- DESCRIPTION OF THE TASK -
Express the rows from the line containing "For every instance of the building" through the end of the rows, both inclusive, as a JSON list of strings with one string per line. Omit blank lines and leave out the pictures.

** start DATA EXTRACT **

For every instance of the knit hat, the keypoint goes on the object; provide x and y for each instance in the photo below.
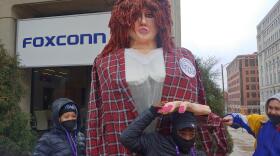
(69, 107)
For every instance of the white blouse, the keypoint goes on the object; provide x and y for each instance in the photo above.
(145, 74)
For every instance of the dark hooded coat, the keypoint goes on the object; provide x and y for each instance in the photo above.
(54, 142)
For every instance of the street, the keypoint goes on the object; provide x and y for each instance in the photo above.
(243, 142)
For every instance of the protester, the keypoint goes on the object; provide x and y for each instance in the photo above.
(266, 131)
(64, 139)
(180, 142)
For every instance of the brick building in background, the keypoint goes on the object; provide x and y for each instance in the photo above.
(243, 85)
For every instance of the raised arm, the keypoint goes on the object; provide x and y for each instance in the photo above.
(133, 138)
(250, 123)
(182, 106)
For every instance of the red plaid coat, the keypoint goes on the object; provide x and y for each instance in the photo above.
(111, 107)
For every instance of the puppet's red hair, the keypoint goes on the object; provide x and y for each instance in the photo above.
(124, 15)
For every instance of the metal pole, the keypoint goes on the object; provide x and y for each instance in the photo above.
(222, 68)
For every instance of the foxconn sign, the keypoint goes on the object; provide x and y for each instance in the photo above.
(61, 41)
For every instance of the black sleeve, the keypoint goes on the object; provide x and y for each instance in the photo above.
(42, 147)
(133, 138)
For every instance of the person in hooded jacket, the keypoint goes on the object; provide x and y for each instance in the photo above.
(64, 139)
(265, 130)
(181, 142)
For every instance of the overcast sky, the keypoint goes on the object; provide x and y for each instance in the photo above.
(222, 28)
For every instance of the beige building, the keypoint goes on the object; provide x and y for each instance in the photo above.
(44, 84)
(268, 40)
(243, 85)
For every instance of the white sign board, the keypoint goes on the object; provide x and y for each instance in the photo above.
(62, 41)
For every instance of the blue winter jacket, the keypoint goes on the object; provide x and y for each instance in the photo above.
(55, 142)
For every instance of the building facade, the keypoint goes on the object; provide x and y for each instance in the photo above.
(268, 41)
(243, 85)
(47, 82)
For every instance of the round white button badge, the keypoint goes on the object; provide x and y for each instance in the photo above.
(187, 67)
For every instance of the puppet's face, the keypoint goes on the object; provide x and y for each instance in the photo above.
(273, 107)
(145, 30)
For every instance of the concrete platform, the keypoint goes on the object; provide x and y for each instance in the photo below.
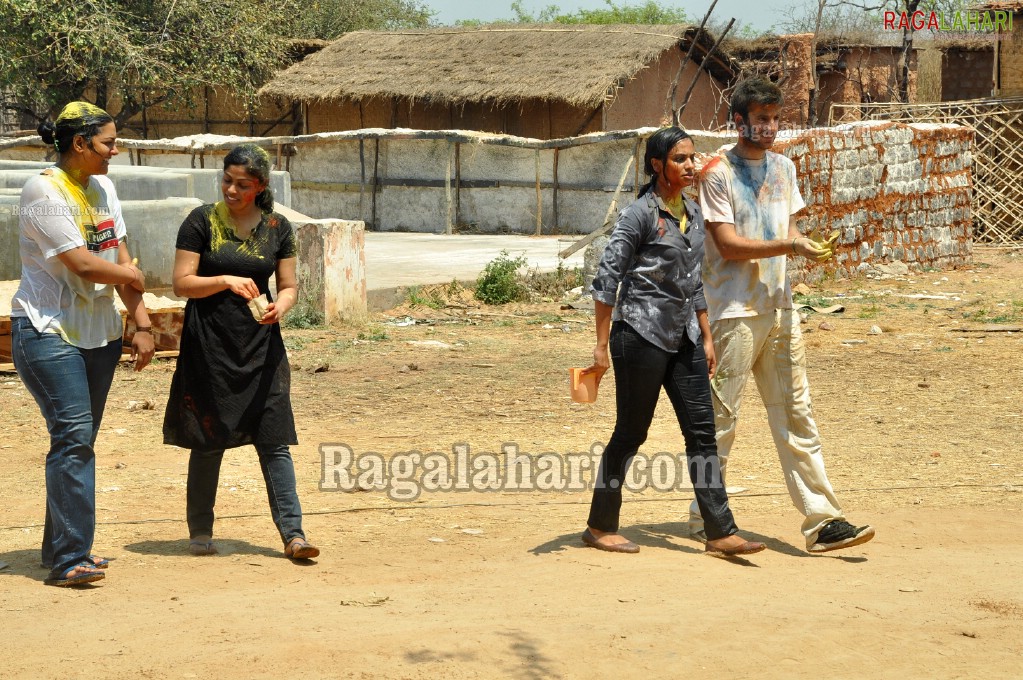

** end DATA EXTRACT **

- EXERCISE OUTPUT -
[
  "For every instance of the building facade, the keypoint goes on the object; provide x and y for each instance in the photo above.",
  "(268, 41)",
  "(243, 85)",
  "(47, 82)",
  "For every instance of the round white button badge, the keypoint goes on the object; provide x and y for each instance in the photo above.",
  "(187, 67)",
  "For every instance of the puppet's face, the keypoint goes on the object; provide x and y for each instance in the photo above.",
  "(273, 107)",
  "(145, 30)",
  "For every instance of the concrete platform, the keypoint goes on the object; provide x and y for each instance in the photo below."
]